Text segment -
Because the Galois group $G$ can be viewed as a group of permutations of the six roots of $f(X)$ we only need to identify the subgroup of $G$.

  1. Because $f(X)$ is irreducible, $G$ is a transitive subgroup.
  2. Modulo $2$ we see that $$f(X)=X(X^5+X^2+1).$$ With the latter factor a "known" irreducible, Dedekind tells us that $G$ contains a 5-cycle. This means that the point stabilizer $Stab_G(\alpha)$ of some root $\alpha$ is transitive on the other five roots. Because the various point stabilizers are all conjugate to each other, all of them have transitive stabilizers.

Named-object pointing records:
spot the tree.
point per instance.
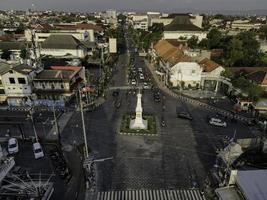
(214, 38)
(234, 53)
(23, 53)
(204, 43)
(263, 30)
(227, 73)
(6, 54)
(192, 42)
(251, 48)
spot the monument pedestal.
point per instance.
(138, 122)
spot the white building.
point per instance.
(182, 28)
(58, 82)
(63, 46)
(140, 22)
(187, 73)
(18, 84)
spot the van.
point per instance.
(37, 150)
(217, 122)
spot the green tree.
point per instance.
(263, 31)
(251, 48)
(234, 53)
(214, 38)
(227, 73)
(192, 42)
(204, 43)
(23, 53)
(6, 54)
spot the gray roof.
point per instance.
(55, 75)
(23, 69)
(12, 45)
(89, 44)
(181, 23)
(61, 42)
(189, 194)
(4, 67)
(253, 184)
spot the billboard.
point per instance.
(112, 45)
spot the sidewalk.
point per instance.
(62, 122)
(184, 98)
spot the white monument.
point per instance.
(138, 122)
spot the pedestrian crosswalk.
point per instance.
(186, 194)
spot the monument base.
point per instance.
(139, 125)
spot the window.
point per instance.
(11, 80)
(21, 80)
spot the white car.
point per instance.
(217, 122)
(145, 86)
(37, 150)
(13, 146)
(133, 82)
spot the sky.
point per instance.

---

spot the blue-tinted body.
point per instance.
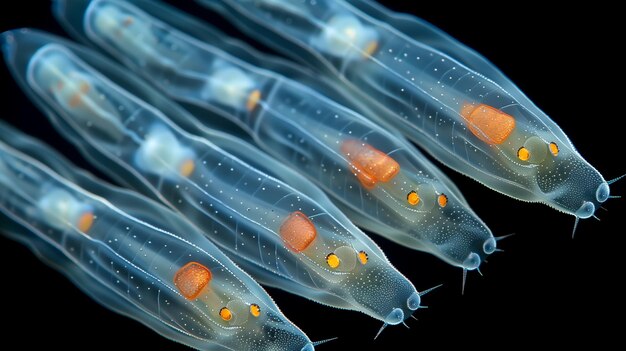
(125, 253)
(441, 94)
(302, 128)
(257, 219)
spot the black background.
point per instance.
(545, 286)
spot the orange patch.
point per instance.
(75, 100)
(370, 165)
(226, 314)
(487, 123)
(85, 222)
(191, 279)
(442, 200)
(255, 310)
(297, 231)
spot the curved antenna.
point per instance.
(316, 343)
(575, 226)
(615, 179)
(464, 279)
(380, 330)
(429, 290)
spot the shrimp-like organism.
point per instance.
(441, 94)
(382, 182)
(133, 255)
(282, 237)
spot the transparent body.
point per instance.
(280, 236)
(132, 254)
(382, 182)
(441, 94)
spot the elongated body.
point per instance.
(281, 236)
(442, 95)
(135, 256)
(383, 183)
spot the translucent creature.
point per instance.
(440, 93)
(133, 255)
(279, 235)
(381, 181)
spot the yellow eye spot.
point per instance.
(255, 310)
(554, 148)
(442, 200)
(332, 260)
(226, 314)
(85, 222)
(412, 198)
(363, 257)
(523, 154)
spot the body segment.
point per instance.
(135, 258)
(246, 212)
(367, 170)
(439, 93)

Complete the following -
- 1) Please list every line of the rows that contains the word "body", treating case as significant.
- 2) Continue the Galois group passage from where it stops.

Answers below -
- 1)
spot the blue-tinted body.
spot the transparent body.
spot the elongated body.
spot the body segment.

- 2)
  3. Modulo $p=13$ we get (thanks to Mathematica) $$f(X)=(X+3)(X^2+4X+10)(X^3+6X^2+2x+8),$$ so Dedekind tells us that $G$ contains an element $\sigma$ that is a disjoint product of a 2-cycle and a 3-cycle.
  4. The power $\sigma^3$ is thus a 2-cycle. So $Stab_G(\alpha)$ contains a 2-cycle as well as a 5-cycle. It is a standard exercise to show that a subgroup of $S_5$ containing a 5-cycle and a 2-cycle must be all of $S_5$.
  5. By the previous bullet $Stab_G(\alpha)=S_5$. As $G$ is also transitive, we can conclude that $G$ is all of $S_6$.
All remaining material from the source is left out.